> [Work to complete]: Retype exactly the lines from the line with "# test: point on every instance of the interior" to the end of the data, keeping both boundary lines.

(Natural-language object grounding data)

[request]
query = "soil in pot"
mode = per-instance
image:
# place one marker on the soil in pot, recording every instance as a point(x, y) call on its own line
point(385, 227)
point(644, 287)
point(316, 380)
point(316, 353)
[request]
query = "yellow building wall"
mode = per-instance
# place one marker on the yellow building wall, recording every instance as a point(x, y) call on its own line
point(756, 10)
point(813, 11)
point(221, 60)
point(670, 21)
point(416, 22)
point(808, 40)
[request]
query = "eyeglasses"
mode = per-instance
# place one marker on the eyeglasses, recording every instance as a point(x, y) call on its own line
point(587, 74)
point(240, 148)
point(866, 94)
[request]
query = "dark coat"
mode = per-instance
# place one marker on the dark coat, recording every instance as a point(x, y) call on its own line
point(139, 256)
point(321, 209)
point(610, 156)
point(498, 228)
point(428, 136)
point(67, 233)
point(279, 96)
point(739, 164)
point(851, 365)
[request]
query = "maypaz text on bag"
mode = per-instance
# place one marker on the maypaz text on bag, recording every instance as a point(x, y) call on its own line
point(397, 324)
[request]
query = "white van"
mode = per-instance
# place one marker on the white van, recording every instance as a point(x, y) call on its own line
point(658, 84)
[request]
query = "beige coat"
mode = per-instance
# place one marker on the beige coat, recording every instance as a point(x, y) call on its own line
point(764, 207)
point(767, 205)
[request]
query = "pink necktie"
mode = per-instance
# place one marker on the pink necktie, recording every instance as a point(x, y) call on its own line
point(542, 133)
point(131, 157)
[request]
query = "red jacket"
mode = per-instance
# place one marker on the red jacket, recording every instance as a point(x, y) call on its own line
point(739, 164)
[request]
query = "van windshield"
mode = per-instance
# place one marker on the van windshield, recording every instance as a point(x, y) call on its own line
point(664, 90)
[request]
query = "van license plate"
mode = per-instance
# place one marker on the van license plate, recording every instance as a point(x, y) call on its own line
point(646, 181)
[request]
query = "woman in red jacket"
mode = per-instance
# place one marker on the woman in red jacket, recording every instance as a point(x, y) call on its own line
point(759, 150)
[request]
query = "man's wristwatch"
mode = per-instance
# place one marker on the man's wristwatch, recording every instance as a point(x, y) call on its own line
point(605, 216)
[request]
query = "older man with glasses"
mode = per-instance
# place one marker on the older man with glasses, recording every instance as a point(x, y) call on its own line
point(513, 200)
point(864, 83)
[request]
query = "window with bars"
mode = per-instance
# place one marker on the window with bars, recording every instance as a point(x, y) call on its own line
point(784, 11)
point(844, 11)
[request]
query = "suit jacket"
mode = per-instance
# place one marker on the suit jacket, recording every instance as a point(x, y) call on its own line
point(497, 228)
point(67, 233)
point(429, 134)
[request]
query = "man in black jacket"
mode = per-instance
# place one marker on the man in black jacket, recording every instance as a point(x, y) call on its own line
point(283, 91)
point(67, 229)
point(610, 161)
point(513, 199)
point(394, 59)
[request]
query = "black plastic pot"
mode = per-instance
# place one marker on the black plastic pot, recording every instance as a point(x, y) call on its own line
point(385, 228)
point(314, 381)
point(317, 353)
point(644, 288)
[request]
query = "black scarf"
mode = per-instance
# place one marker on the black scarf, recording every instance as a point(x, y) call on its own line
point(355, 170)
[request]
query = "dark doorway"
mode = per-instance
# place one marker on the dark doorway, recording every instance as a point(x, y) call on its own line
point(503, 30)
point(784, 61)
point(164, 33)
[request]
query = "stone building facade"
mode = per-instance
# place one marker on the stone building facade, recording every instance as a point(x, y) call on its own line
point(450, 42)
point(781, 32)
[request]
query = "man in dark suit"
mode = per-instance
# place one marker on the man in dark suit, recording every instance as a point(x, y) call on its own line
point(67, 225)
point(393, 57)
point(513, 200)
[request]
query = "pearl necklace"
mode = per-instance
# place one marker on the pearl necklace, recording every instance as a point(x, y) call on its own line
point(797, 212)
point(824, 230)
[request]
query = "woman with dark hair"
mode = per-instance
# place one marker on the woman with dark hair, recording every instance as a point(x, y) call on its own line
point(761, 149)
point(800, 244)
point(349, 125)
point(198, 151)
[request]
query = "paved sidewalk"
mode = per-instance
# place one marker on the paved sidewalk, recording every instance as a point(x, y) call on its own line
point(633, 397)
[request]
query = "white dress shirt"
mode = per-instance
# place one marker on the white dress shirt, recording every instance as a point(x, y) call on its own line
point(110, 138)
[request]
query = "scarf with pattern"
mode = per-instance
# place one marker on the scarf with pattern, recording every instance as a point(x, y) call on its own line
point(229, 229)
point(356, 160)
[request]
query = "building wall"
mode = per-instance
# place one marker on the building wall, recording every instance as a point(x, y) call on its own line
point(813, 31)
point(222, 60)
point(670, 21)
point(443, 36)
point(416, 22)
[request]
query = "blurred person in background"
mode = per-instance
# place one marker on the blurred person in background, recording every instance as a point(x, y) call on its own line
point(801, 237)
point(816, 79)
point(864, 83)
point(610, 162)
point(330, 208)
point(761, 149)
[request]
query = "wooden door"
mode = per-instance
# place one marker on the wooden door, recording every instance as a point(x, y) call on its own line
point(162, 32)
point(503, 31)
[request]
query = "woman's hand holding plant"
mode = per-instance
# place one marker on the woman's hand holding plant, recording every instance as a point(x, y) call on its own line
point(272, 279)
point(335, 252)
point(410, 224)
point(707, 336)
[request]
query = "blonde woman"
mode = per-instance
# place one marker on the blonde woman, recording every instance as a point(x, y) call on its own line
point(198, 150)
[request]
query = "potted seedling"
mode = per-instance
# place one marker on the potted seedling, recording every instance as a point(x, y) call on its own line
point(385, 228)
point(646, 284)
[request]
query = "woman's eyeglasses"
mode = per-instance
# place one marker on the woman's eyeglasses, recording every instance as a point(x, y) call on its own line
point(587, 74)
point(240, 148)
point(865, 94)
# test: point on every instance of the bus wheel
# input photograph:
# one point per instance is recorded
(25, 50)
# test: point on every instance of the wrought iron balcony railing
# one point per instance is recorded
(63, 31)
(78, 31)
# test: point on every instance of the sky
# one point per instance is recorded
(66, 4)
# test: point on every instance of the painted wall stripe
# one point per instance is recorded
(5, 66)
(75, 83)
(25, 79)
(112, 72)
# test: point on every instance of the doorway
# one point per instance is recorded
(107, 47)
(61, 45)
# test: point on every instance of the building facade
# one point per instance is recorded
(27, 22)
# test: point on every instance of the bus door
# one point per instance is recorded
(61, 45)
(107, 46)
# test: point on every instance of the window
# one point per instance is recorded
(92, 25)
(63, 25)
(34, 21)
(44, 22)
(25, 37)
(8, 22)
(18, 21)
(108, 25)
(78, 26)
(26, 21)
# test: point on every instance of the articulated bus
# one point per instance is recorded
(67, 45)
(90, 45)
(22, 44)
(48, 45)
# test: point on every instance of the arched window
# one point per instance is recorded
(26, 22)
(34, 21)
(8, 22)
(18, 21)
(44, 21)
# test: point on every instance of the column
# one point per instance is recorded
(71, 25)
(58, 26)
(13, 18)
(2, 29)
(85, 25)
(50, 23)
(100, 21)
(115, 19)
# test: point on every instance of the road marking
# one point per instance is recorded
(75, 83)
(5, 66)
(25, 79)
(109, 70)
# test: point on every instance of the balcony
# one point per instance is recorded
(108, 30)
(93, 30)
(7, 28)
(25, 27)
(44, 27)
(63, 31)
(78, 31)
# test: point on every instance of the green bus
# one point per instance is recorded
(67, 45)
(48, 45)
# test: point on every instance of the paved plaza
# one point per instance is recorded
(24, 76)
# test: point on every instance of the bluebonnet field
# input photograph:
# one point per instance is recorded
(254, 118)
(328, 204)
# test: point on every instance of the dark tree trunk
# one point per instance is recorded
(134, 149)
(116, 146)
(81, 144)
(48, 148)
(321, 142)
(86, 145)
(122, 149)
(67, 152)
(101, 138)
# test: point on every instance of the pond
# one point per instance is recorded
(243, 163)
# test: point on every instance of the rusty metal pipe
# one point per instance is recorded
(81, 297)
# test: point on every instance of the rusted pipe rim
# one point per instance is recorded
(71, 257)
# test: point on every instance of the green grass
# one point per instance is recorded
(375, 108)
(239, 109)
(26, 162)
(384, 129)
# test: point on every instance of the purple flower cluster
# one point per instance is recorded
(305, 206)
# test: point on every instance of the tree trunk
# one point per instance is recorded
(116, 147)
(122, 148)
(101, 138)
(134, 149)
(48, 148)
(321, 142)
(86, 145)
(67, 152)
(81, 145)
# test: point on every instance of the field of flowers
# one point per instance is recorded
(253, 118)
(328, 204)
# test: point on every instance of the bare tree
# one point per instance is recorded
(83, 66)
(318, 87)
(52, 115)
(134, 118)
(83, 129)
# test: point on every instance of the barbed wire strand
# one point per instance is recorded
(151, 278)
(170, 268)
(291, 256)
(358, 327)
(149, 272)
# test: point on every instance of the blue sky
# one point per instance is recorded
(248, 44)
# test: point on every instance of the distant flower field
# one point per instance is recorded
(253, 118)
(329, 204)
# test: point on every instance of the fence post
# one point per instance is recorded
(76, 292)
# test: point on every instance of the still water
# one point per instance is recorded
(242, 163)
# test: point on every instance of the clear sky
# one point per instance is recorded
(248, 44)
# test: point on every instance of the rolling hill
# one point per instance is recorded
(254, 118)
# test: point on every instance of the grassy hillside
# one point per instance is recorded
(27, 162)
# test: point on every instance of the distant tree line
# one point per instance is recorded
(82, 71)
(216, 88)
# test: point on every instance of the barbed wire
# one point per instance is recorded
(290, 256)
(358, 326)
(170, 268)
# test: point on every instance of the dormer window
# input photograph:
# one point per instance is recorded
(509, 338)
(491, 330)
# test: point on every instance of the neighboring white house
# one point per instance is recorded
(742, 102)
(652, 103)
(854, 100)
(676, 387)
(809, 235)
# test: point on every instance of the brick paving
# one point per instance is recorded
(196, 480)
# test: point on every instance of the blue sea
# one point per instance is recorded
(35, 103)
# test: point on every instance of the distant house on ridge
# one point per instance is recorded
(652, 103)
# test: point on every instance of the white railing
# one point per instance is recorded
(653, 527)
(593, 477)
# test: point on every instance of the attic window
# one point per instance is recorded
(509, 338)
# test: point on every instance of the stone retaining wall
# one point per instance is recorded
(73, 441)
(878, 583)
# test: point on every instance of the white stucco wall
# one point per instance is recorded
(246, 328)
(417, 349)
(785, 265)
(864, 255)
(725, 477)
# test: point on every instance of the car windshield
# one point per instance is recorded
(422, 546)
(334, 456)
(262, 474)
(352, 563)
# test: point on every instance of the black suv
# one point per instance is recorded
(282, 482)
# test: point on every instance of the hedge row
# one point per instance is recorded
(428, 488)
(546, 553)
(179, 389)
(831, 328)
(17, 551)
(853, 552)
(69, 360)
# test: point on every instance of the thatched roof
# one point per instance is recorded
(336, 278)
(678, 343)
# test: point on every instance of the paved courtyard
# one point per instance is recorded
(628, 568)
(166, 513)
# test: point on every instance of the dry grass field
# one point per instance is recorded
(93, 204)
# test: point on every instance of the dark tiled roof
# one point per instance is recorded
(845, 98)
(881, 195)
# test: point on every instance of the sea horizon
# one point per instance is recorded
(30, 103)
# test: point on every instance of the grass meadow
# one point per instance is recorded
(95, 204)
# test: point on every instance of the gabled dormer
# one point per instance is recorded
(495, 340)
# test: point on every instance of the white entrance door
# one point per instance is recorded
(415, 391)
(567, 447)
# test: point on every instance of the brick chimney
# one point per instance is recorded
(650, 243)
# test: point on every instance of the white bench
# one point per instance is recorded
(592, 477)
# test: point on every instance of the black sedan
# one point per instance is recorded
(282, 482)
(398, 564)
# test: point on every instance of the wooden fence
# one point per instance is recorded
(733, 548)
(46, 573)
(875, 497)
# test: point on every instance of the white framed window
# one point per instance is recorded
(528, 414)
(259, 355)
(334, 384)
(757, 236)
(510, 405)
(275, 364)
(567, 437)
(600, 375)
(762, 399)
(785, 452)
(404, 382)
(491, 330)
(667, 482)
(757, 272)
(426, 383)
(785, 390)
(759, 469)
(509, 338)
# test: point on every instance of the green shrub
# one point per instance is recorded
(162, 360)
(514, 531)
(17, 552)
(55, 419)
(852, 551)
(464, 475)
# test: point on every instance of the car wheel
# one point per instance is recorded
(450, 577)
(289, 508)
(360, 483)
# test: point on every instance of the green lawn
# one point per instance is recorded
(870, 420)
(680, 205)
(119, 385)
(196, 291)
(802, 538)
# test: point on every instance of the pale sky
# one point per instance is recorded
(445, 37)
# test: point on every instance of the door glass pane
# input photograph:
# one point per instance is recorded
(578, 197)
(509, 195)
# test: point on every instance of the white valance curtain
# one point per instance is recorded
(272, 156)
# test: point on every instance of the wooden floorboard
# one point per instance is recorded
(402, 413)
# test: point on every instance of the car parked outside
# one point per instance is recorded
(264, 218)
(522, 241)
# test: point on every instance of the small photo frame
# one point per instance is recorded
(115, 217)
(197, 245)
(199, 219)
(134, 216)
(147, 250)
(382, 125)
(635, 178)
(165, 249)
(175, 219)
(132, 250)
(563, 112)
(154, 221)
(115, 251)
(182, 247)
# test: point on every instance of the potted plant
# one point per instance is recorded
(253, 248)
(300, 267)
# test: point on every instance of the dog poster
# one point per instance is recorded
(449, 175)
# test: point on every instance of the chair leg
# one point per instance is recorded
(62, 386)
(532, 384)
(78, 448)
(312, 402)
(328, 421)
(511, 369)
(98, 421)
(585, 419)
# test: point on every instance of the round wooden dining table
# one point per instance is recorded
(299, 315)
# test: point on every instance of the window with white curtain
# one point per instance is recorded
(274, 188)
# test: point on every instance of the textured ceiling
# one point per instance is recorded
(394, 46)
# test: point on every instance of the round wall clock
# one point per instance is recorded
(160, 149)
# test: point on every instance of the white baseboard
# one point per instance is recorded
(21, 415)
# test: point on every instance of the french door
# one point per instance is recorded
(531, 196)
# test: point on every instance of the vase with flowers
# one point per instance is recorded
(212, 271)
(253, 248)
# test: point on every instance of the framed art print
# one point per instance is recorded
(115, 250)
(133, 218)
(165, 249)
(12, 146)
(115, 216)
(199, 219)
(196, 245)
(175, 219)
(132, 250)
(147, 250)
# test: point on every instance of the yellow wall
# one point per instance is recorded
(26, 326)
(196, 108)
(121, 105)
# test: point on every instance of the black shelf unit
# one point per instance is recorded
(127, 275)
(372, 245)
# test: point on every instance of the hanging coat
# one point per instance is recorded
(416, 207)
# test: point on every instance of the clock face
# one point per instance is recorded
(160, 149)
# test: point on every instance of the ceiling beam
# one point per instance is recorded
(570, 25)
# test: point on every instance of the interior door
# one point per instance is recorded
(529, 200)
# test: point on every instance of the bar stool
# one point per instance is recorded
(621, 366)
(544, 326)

> [Answer below]:
# test: point on every instance of the interior door
# one point per instance is recorded
(529, 200)
# test: point on every instance of the bar stool
# one point per instance is recorded
(621, 366)
(544, 326)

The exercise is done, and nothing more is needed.